### WHAT THE TASK REQUIRES
Your answer should be one number: how many lines below have the word "leather".
EXCERPTED DATA: Begin
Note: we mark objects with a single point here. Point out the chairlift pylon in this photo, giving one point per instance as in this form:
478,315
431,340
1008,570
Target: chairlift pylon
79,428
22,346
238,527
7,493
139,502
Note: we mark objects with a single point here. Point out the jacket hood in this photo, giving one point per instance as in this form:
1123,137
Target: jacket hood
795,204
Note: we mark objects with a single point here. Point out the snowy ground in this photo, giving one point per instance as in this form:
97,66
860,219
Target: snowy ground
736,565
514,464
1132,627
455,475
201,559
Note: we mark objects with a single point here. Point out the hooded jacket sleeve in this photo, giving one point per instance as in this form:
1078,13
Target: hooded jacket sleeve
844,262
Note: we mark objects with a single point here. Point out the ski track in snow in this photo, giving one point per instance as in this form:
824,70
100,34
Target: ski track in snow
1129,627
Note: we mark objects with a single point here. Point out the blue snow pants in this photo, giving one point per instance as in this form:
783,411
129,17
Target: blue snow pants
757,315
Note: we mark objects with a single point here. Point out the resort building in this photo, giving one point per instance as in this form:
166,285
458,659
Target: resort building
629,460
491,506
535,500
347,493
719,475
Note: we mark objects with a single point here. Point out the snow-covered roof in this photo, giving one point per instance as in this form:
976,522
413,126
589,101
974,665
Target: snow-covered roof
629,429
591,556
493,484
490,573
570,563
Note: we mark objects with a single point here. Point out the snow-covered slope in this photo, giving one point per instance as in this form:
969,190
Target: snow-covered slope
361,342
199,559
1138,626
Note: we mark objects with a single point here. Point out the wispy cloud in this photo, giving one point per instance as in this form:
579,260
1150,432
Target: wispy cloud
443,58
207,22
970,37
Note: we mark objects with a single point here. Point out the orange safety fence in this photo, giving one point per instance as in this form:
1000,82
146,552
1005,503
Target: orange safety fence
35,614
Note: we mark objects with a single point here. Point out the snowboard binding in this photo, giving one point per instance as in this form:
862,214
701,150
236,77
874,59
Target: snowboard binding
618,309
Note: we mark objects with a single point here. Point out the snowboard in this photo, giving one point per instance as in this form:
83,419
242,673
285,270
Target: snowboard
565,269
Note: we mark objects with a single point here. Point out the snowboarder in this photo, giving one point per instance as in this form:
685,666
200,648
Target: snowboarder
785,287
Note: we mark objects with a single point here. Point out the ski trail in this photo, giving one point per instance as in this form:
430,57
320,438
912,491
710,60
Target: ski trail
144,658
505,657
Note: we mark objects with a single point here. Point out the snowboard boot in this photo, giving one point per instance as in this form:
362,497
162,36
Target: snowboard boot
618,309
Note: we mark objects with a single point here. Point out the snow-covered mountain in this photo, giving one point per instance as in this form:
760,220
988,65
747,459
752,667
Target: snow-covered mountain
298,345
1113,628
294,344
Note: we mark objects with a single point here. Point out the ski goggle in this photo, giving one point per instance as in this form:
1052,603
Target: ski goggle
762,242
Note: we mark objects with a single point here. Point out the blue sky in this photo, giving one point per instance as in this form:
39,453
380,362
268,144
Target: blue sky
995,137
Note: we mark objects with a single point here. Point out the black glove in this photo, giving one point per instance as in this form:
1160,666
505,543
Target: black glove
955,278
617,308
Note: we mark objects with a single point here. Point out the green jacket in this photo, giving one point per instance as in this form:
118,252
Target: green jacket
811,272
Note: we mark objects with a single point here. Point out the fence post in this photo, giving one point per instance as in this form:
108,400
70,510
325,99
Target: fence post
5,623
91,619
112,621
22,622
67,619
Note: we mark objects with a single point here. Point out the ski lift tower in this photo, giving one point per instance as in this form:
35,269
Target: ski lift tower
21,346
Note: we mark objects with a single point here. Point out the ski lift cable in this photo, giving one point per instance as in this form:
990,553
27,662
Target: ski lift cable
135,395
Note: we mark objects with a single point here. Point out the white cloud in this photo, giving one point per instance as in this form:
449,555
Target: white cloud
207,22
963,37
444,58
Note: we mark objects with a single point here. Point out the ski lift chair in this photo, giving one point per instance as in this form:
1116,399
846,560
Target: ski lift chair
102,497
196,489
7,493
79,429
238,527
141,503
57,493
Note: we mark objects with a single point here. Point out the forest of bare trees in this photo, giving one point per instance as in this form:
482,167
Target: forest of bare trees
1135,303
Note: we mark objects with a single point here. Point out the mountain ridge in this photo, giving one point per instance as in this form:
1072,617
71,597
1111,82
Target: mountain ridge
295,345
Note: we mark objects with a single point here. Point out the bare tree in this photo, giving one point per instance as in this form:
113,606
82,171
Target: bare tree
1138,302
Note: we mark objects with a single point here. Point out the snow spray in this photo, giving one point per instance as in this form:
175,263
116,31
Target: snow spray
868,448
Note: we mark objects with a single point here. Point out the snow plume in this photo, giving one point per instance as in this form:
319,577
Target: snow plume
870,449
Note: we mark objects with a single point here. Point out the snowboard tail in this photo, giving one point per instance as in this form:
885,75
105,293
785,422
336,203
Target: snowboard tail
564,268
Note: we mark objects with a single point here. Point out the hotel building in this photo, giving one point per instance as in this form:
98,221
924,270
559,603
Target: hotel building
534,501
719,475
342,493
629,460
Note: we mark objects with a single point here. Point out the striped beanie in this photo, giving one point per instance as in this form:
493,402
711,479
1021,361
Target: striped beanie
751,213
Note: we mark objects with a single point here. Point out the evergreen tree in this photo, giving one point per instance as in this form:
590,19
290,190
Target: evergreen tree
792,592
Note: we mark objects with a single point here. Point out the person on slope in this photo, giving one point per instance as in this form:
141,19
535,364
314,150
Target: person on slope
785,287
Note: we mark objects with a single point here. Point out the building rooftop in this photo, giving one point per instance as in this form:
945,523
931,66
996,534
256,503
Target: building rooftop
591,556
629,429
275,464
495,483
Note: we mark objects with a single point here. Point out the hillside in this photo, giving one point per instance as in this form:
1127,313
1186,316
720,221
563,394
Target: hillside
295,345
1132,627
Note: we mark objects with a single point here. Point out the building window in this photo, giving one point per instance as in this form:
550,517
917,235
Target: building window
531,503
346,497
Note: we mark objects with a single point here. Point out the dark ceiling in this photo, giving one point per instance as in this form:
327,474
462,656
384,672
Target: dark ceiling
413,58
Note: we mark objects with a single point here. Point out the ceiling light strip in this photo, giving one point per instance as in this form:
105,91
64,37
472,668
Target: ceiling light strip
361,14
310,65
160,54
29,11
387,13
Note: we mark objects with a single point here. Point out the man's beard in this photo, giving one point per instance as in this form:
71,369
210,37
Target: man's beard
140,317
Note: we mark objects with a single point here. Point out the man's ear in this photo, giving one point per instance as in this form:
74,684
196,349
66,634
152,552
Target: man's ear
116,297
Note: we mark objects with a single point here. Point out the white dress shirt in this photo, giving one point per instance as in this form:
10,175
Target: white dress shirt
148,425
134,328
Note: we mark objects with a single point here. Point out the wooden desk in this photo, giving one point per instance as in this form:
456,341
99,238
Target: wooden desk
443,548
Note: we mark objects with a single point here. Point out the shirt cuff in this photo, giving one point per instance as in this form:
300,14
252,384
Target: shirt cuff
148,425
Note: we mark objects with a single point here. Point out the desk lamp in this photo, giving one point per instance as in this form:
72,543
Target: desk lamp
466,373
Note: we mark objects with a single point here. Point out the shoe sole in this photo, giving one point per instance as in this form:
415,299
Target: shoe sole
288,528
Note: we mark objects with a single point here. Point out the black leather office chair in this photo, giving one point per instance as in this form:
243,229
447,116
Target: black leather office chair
EXCERPTED DATA: End
### EXPECTED OUTPUT
2